Extend the skin care article past its final paragraph, continuing from the point where it stops.

(Source extract)

Your Skin Is Your Largest Organ Do Some Good For It

  • by admin
  • February 23 209

Skin care may be trendy these days, especially with beauty influencers on social media demoing everything from facial steaming to jade rolling. However, giving your skin some love has both cosmetic and medical benefits. It refers to the basic care and maintenance of your largest organ—your skin! It protects you from external pathogens and, as you may know, holds all of your internal organs in place (phew). And, just as you brush your teeth on a regular basis, your skin requires some attention to keep it functioning properly.

Taking Care Of It Internally

The basic thing is Feeding the inside, which consists of four basic components:

1. Proper nutrition

Maintain a simple, fresh, and unprocessed approach. That is the best dietary advice somebody can give. The simpler the food, the less processing it undergoes, and the fresher it is, the better it is for you. Fresh fruits and vegetables contain a wide range of nutrients that are essential for good health. Allow yourself the occasional processed, high-fat meal when you’re out to eat or have to attend a luncheon or whatever – but make sure you eat more natural foods than not. Keep your diet varied – try not to eat the same thing every day – try a new vegetable that you haven’t tried before.

(End Source extract)
(Excerpted records)

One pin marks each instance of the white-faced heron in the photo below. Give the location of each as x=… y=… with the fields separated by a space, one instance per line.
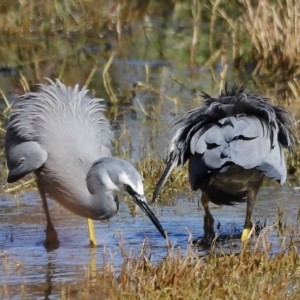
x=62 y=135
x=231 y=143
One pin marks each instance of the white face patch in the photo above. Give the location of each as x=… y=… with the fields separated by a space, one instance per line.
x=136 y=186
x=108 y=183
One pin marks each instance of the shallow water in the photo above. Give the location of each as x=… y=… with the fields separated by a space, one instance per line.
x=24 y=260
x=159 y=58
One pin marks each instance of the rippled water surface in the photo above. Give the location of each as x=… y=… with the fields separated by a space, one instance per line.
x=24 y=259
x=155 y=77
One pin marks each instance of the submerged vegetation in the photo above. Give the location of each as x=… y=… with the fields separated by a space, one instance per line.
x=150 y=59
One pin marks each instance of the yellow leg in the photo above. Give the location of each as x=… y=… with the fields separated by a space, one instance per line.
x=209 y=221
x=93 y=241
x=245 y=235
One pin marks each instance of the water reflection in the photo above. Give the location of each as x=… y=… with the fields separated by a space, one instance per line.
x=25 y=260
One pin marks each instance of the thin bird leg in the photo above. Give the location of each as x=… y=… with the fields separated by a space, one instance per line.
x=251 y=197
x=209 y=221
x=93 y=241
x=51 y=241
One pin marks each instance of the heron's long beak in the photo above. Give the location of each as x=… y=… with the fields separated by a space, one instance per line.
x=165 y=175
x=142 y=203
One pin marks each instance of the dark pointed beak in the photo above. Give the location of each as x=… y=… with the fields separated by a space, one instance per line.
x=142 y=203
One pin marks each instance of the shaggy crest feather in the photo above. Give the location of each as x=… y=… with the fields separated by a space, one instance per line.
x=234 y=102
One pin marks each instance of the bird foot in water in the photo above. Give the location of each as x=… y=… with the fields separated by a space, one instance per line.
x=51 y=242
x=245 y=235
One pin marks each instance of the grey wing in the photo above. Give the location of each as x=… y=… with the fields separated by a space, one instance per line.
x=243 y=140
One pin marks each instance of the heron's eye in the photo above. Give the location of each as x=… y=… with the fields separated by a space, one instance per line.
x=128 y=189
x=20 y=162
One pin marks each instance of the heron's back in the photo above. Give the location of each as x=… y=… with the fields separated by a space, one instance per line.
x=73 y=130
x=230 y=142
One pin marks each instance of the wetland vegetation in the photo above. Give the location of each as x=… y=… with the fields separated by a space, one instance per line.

(End Excerpted records)

▸ **Answer section**:
2. Enough rest and relaxation

Don’t work yourself to death – it’s not worth it. Make sure you get enough sleep. Did you know that a study in England found that if you don’t get 8 hours of sleep per night, your IQ (intelligence) drops? Consider this: do you get more work done when you are well-rested? Can you concentrate more effectively if you’re not tired?  Spend some extra time resting and relaxing so that you can have more energy and concentration. If you get enough rest, you will find that you can complete more work in less time.


3. Adequate water intake

This is a critical issue. Most people (regardless of where they live) will consume approximately 3 litres of water per day, according to many medical texts. Our bodies only require water to function. If you do not drink at least this amount, your body will either not function properly (on some level) or will seek it elsewhere. This is known as dehydration. Dehydration manifests itself as dry lips, flaky skin, parched mouth, tongue cracks, and premature wrinkles. But please don’t go the other way. Water is necessary, but too much water means frequent trips to the toilet.


4. Sunlight and fresh air

Take a long, deep breath. The stuff of life is clean, fresh air. It should fill your lungs. A trip to the beach or the countryside may not sound enticing as part of a skincare regimen, but it is an important part of the “holistic” care required for overall health. By sunshine, It means sensible sunshine, by the way.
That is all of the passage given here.